Task goal
Copy each line containing the word "below" from the records that follow, please.

Excerpted data
══════════

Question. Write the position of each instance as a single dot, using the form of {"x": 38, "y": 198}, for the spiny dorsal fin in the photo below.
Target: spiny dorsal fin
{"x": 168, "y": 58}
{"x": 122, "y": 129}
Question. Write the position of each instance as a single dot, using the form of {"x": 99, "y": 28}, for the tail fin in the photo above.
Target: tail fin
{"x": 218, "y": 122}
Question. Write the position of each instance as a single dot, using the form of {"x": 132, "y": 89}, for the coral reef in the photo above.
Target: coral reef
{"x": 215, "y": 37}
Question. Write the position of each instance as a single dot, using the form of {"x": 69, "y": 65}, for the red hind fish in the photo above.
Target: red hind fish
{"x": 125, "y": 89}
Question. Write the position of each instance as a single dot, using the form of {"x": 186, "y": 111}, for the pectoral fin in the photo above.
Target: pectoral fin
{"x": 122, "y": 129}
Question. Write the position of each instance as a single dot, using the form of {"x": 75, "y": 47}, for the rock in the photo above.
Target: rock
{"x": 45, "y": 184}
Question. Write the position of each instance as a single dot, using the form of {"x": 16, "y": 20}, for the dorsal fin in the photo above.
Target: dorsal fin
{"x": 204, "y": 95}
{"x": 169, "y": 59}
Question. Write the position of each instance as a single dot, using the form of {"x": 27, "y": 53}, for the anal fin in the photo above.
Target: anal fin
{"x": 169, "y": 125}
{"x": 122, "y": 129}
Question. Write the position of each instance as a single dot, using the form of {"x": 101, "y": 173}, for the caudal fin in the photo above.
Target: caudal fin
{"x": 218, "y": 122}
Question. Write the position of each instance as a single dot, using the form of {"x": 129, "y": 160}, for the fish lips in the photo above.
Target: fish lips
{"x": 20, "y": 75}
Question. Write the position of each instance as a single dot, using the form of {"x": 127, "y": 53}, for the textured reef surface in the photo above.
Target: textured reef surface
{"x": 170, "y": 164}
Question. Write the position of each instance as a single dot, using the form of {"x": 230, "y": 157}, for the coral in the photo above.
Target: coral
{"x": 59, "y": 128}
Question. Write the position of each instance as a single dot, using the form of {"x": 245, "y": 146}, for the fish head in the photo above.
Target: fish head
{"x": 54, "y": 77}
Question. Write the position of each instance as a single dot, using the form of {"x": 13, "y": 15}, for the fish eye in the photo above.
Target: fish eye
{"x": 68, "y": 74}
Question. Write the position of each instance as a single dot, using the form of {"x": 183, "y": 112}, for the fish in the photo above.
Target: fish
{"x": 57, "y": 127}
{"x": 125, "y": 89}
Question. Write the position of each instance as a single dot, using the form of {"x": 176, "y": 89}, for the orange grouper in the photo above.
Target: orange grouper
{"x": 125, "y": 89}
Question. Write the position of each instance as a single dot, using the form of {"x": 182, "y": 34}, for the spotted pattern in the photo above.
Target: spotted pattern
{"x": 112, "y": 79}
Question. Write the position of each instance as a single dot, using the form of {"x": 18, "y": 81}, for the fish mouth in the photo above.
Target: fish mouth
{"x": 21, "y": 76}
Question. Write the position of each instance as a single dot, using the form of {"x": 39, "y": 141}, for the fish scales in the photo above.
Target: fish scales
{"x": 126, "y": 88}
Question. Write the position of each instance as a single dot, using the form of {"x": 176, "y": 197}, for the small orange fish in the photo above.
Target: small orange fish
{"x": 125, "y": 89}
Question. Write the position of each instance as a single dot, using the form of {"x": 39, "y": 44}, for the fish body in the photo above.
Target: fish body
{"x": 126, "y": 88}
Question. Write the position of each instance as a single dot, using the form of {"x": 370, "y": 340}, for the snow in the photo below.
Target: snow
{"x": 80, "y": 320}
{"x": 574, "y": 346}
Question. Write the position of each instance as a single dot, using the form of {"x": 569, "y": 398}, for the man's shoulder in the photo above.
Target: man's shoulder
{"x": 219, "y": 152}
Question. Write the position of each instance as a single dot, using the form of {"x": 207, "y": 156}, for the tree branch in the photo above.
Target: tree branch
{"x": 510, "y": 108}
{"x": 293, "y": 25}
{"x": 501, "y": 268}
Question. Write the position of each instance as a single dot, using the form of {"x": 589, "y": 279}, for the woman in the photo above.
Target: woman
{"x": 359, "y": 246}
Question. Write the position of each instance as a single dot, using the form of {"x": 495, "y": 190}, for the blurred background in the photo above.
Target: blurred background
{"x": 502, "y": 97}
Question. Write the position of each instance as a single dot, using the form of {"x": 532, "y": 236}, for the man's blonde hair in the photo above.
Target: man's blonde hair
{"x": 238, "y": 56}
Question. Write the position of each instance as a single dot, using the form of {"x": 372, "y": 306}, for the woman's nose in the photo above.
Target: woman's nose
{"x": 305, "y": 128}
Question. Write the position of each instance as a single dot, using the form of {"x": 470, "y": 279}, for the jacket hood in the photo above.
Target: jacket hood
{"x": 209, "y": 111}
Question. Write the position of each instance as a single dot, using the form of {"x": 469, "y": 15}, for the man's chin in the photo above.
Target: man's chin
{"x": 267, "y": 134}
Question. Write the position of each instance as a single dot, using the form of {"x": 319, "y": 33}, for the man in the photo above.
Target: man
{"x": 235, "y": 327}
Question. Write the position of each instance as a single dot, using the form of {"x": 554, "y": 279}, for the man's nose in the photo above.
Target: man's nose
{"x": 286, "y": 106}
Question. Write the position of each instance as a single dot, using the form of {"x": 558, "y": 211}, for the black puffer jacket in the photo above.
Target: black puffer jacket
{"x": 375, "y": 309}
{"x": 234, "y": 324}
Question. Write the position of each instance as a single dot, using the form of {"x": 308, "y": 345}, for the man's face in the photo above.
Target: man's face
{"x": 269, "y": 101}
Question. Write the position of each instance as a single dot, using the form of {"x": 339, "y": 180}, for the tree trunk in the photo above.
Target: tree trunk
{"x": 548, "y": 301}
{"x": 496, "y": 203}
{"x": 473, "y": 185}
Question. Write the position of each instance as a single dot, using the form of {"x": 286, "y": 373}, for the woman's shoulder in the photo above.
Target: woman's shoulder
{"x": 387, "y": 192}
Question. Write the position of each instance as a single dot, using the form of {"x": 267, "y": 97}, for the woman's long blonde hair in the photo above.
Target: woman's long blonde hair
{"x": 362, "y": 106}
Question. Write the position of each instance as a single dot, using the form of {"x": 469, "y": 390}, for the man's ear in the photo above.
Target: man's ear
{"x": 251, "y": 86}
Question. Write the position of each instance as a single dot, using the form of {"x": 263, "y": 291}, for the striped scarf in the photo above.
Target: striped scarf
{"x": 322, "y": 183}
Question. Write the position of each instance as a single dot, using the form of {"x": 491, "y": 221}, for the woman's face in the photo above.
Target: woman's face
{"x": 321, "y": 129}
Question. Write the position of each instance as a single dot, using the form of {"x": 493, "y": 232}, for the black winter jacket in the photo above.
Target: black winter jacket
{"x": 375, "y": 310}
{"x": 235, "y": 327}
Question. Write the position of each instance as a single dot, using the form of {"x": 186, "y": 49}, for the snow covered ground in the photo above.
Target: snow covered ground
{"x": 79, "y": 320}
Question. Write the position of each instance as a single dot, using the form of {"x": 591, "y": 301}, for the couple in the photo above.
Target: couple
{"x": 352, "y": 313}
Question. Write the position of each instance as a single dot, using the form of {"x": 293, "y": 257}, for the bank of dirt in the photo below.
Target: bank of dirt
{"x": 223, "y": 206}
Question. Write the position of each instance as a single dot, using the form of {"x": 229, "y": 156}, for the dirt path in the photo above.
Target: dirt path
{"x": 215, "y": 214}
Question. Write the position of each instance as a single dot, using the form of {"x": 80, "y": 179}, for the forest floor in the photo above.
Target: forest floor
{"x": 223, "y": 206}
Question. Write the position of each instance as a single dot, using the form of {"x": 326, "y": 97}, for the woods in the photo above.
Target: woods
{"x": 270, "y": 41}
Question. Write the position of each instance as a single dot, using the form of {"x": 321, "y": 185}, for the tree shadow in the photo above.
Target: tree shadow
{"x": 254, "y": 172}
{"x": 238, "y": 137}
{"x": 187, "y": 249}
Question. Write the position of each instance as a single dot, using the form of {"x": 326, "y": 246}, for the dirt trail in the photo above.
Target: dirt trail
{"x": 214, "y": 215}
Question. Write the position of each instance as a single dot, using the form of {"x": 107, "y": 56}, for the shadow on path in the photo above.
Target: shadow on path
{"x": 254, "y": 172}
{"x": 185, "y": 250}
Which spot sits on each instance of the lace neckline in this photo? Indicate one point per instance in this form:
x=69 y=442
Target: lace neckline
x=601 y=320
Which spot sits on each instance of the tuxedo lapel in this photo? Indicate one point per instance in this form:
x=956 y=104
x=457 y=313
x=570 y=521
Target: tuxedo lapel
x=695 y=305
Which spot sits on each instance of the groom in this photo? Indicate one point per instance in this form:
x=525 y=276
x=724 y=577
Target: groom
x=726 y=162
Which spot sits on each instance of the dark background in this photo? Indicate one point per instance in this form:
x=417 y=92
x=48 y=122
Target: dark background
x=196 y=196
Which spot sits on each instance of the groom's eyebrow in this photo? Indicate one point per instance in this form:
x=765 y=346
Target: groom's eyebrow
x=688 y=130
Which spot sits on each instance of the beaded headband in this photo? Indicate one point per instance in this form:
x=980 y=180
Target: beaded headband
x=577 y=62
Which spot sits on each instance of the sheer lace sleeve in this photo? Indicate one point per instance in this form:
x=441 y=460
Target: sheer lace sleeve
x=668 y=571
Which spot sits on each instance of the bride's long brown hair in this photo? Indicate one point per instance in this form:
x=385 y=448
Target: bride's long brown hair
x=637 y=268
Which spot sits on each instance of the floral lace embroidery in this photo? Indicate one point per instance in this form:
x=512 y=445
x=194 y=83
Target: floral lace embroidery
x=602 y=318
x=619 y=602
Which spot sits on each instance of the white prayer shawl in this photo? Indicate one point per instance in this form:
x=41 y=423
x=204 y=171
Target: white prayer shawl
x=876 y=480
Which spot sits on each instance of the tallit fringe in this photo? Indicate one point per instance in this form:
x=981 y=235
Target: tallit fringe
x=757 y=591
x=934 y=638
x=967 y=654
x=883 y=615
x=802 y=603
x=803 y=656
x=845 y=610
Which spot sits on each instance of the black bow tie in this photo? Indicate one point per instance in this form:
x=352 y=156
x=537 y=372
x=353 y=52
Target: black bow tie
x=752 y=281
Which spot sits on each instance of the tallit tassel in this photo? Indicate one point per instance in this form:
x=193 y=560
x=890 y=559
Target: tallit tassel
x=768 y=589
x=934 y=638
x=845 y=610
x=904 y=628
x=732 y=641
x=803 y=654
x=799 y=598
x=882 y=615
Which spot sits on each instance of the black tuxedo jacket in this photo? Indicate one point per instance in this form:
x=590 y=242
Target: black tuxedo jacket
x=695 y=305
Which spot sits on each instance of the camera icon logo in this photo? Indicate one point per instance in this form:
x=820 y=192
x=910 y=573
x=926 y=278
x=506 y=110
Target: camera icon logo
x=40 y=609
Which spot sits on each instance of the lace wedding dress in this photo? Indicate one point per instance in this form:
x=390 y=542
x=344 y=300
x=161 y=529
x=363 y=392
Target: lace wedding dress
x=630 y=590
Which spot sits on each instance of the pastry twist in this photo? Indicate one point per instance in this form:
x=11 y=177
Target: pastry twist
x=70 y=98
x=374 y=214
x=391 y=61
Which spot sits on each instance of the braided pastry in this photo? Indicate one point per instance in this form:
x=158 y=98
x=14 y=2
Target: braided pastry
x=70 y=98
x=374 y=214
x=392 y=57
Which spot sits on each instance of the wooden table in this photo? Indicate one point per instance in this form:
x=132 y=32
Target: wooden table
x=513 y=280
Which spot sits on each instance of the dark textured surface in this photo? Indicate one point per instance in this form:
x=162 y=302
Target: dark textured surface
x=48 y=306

══════════

Task solution
Question. Write the position of each instance as a single dot, using the form of {"x": 38, "y": 198}, for the spiny dorsal fin in the photo below.
Question. Write the position of each instance as a single dot, using the form of {"x": 370, "y": 340}, for the snow in the photo below.
Question. Write the position of each instance as a single dot, using the form of {"x": 293, "y": 257}, for the bank of dirt in the photo below.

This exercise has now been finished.